_Selection:_
● ● ● ●

India has one of the poorest sex ratios in the world and among the most skewed literacy rates. Statisticians, policy makers and arm-chair analysts have presented numerous arguments on how this relates to the economic growth of the country, to the overall literacy rates or government spending on literacy.

The answer, however, might be more human, as Prof. Amartya Sen pointed out .


In the following article published in Newind Press on December 16th, cases of sexual humiliation and molestation of girl children were presented to the Tamil Nadu State Commission for Women. All of these cases happened in schools in Tamil Nadu and were perpetrated by teachers.


On July 7 this year, eight-year-old Saroja, a student at
the Government Primary School, Perunthurai Taluk, Erode district,
was raped by her 50-year-old alcoholic headmaster.


It turned out that four years ago, the headmaster had committed a
similar offence in another school and had been `punished' with a
transfer. A brutally traumatised Saroja now refuses to leave home.


On January 27, Priya, an eight standard student of Government Higher
Secondary School, Villur village, Madurai, watched as her Tamil
teacher locked the classroom door and molested three of her
classmates.


The teacher was remanded for just four days.


On November 4, 96 girl students studying in the tenth standard of
the ITO Higher Secondary School, Ayakudi, Dindigul, were stripped
naked and searched by their teachers, who wanted to know which of
them was having her menstrual period.


The reason? A soiled sanitary napkin had been found in the school
premises and the girls were unwilling to confess whose it had been.

● ● ● ●

_Problems and tasks:_
- 1) List every calendar date given in the passage on Tamil Nadu schools.
- 2) Print a section of the passage on Tamil Nadu schools word for word. Begin at the words "In the following" and stop after "to leave home.".

_Given information:_
● ● ● ●

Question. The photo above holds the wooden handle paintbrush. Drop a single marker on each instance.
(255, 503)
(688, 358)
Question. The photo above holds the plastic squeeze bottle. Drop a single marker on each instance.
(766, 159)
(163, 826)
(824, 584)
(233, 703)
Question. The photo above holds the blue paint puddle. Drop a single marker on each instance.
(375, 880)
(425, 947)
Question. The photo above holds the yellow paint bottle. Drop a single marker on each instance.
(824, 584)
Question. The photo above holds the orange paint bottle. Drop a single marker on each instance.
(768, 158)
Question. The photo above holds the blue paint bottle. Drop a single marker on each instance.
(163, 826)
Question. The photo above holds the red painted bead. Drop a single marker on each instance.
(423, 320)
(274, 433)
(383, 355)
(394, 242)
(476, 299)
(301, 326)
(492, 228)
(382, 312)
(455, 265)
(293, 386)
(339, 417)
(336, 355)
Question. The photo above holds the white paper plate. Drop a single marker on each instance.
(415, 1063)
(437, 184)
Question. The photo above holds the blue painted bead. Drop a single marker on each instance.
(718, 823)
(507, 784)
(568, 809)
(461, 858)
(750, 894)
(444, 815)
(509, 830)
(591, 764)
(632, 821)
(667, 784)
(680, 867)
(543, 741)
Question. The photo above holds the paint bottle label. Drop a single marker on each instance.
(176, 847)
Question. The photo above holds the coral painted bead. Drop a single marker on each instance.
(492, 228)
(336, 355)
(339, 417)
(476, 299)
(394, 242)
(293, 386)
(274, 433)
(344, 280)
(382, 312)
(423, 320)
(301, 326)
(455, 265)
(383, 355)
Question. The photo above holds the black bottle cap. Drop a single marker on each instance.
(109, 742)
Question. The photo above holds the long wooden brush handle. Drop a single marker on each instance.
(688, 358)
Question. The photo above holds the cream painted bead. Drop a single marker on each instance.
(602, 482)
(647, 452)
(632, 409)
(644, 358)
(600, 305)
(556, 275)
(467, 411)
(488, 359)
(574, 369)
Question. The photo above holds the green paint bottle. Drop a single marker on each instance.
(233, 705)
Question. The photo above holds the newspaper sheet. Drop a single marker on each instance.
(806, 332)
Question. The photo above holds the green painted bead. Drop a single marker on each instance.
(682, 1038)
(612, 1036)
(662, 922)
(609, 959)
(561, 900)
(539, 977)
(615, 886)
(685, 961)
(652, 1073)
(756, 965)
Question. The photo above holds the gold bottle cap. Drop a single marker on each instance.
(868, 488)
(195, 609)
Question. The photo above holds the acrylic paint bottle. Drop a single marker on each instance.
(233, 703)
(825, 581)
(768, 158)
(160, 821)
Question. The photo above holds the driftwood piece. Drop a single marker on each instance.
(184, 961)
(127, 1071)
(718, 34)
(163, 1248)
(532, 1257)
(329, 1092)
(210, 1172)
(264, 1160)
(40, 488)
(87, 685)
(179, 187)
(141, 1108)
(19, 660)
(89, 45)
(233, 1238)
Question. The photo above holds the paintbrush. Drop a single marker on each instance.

● ● ● ●

_Responses for each task:_
- 1) December 16th, July 7, January 27, November 4

- 2)
In the following article published in Newind Press on December 16th, cases of sexual humiliation and molestation of girl children were presented to the Tamil Nadu State Commission for Women. All of these cases happened in schools in Tamil Nadu and were perpetrated by teachers.


On July 7 this year, eight-year-old Saroja, a student at
the Government Primary School, Perunthurai Taluk, Erode district,
was raped by her 50-year-old alcoholic headmaster.


It turned out that four years ago, the headmaster had committed a
similar offence in another school and had been `punished' with a
transfer. A brutally traumatised Saroja now refuses to leave home.